**Action item:** Every record below should be written out exactly; pictures stay out.

┌──

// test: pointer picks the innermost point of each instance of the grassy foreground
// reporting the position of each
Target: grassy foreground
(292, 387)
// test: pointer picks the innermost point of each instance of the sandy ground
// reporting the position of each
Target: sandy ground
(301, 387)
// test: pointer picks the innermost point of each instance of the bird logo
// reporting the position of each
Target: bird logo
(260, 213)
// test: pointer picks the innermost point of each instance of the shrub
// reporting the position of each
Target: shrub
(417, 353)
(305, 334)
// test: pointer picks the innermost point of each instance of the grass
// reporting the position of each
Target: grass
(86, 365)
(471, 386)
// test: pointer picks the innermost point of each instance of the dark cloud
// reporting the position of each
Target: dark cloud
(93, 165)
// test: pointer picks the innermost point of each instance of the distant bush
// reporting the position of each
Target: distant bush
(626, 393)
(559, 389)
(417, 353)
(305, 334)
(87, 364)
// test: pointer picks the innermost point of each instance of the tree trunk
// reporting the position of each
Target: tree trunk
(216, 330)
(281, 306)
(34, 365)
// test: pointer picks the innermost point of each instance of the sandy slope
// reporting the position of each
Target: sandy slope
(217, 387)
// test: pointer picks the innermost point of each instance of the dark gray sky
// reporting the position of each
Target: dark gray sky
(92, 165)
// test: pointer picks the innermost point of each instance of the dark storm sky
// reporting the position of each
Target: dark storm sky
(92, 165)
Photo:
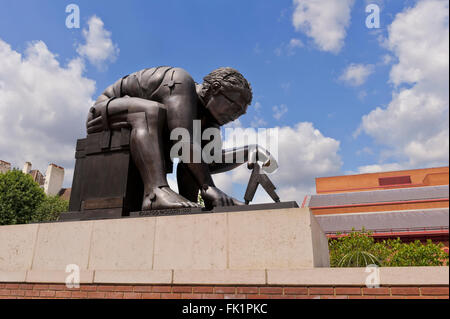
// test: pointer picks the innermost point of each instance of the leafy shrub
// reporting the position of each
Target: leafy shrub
(19, 197)
(49, 209)
(358, 249)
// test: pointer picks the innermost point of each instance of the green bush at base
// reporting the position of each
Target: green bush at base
(358, 249)
(23, 201)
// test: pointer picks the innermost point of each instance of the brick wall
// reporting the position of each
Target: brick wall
(60, 291)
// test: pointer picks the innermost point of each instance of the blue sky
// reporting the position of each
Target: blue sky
(288, 63)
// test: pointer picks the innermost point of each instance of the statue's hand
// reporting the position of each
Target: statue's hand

└──

**Response to the task:**
// test: pointer picks the innermost point of each instance of the grassy foreground
// reporting the position of each
Target: grassy foreground
(292, 387)
// test: pointer picks the innermost point of each instance of the sandy ground
// reporting the position of each
Target: sandy ground
(301, 387)
// test: pointer picks the innermost point of each instance of the bird logo
// reporting the position of each
Target: bird logo
(260, 213)
// test: pointer picks the innermost point of each instance of the shrub
// reporting the position of each
Target: shrub
(417, 353)
(305, 334)
// test: pointer picks the innermost point of each instance of the grass
// reporting the position of each
Target: grass
(86, 365)
(471, 386)
// test: pointer picks the innermost point of each instance of the dark cloud
// reporting the position of each
Target: dark cloud
(93, 165)
// test: pointer picks the innermost point of each instance of the distant bush
// reporting the position of each
Target: distant bush
(626, 393)
(559, 389)
(417, 353)
(305, 334)
(87, 364)
// test: pointer picks the innermost point of each instance of the tree trunk
// reporting the position of each
Target: tree trunk
(216, 330)
(281, 306)
(34, 365)
// test: pointer picks the innermost point of each instance of the sandy slope
// reporting the position of each
Target: sandy slope
(217, 387)
// test: pointer picks the innermost point of each instance of the dark gray sky
// reporting the position of each
Target: dark gray sky
(92, 165)
// test: pointer picks the innermost point of each instance of the dark storm sky
// reporting the position of each
Target: dark storm sky
(92, 165)
Photo:
// test: pointer picks the innermost point of each instance of the leafy shrub
// reporting the position of each
Target: leafy shrub
(19, 197)
(49, 209)
(358, 249)
// test: pointer picks the innermost point of each instance of the green bush at base
// reporting the position of each
Target: green bush at base
(358, 249)
(23, 201)
// test: pointer picks the innermost point of each instance of the brick wall
// reporting the position of each
Target: brick wall
(60, 291)
// test: pointer picks the innermost point of each instance of the blue sky
// reporting the position of each
Target: blue sky
(288, 63)
// test: pointer picks the innermost point of each instance of the statue's hand
// reporting the position of each
Target: statue's hand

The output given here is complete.